What this task involves:
Transcribe exactly the lines from the one holding "Expected behavior: point out the utility" to the end of the data below, including both of those lines and no others.

-- start Input --

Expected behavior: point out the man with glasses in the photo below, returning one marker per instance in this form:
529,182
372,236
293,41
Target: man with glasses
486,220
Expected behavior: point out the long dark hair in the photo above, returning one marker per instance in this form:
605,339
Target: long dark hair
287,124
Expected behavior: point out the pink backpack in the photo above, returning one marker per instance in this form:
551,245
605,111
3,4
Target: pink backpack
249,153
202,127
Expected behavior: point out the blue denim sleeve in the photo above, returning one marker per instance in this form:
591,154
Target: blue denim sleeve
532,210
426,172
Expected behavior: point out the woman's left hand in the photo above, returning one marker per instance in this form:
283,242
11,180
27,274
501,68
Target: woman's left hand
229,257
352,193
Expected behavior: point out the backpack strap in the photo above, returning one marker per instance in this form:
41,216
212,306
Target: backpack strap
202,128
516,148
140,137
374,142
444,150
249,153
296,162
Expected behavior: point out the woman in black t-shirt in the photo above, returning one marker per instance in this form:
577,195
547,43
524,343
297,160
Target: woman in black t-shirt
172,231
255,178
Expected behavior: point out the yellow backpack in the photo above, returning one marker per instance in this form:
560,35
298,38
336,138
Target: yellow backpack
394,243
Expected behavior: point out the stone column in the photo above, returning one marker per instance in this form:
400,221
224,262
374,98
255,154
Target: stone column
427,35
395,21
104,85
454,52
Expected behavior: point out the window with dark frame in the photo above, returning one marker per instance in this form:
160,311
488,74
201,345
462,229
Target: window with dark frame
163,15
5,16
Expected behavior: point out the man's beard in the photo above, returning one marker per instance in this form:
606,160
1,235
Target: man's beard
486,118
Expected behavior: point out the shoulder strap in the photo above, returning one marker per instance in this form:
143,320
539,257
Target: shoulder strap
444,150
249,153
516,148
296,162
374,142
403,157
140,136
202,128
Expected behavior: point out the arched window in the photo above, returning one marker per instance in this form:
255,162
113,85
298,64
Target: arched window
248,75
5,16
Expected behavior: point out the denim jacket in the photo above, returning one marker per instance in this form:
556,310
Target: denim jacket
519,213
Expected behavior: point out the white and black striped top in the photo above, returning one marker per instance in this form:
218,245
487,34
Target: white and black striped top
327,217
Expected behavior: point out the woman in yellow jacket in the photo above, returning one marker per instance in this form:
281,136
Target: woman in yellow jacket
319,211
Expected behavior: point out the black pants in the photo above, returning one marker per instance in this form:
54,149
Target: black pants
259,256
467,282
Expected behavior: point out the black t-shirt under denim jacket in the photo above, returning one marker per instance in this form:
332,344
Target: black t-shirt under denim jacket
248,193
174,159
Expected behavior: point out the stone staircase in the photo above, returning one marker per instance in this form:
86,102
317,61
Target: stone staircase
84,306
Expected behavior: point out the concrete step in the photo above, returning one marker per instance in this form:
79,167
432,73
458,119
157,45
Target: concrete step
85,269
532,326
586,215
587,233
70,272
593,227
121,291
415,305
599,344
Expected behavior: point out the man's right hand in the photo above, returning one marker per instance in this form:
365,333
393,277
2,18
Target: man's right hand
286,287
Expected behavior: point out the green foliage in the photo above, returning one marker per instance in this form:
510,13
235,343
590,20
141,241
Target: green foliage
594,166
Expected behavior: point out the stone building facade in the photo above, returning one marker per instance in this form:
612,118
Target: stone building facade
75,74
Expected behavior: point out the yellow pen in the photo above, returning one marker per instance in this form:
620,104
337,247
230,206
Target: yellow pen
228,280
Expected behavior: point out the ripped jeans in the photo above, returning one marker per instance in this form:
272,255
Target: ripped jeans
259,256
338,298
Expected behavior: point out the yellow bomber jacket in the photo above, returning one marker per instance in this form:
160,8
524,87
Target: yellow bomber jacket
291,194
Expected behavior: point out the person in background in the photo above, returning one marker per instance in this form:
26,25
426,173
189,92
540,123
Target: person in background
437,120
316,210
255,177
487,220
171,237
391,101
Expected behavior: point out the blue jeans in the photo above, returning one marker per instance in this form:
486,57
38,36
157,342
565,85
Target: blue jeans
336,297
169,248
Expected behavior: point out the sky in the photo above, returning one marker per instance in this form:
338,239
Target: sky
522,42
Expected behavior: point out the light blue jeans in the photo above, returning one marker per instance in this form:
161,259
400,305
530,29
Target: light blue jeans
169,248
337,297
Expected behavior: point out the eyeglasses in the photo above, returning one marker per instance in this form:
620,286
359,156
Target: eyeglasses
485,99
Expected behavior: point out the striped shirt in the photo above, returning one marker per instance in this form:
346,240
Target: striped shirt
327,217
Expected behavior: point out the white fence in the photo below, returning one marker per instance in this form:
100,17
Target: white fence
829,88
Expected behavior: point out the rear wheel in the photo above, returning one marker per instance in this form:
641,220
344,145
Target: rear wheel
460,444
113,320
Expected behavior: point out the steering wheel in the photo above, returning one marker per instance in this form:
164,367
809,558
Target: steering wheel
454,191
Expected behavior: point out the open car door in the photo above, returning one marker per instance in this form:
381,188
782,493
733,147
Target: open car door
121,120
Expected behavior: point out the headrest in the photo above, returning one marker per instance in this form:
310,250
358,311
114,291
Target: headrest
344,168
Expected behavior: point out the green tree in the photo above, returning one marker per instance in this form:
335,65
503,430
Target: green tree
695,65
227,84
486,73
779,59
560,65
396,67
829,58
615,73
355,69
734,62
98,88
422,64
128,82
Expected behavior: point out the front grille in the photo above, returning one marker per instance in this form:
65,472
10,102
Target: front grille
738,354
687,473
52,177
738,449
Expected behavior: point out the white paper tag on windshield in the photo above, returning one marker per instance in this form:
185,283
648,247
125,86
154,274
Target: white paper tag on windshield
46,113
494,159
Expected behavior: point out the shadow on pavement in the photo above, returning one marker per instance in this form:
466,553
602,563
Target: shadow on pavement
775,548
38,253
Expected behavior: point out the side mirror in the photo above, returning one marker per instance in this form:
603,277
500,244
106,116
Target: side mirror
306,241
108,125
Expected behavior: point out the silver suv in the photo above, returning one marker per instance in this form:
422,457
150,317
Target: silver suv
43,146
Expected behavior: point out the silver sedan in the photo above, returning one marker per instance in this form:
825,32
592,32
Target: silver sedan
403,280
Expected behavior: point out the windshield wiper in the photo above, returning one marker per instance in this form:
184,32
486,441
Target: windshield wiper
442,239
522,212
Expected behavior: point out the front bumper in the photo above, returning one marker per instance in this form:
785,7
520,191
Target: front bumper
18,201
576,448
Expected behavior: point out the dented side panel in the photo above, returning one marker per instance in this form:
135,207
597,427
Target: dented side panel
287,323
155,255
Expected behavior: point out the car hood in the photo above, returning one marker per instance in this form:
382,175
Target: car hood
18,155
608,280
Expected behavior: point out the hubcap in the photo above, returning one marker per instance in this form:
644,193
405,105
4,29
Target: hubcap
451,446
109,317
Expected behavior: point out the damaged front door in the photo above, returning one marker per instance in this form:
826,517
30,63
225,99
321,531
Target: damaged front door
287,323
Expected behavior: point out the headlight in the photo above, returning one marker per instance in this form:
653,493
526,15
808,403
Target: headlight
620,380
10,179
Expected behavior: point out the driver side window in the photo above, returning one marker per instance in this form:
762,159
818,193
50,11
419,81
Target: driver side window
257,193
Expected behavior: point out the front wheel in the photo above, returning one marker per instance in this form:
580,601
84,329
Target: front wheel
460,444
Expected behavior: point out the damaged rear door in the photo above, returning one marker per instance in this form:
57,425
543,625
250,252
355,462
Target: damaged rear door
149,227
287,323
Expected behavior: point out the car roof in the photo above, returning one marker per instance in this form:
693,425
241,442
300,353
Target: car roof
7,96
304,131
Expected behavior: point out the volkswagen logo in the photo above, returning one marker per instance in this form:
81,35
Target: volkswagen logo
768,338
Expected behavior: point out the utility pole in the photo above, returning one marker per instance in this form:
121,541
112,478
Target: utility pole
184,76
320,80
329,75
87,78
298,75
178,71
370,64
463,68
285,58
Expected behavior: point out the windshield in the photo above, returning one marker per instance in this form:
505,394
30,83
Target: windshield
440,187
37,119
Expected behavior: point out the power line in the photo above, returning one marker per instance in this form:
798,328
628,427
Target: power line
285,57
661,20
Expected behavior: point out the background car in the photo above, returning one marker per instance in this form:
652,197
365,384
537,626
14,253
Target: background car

-- end Input --

Output of the task:
Expected behavior: point out the utility pole in the photo above, returning one marker per instance in this form:
121,541
112,478
Target: utility pole
184,76
320,80
329,75
87,78
298,75
178,71
370,64
463,68
285,58
Expected behavior: point out the windshield in the photo above, returning one marker per instance in this form:
505,394
30,83
Target: windshield
440,187
37,119
Expected behavior: point out the power line in the photo above, returning one marker per instance in this form:
798,328
628,427
Target: power line
285,57
661,20
Expected behavior: point out the background car in the photo above, returning one marker per instance in this form:
652,197
365,384
537,626
14,253
Target: background car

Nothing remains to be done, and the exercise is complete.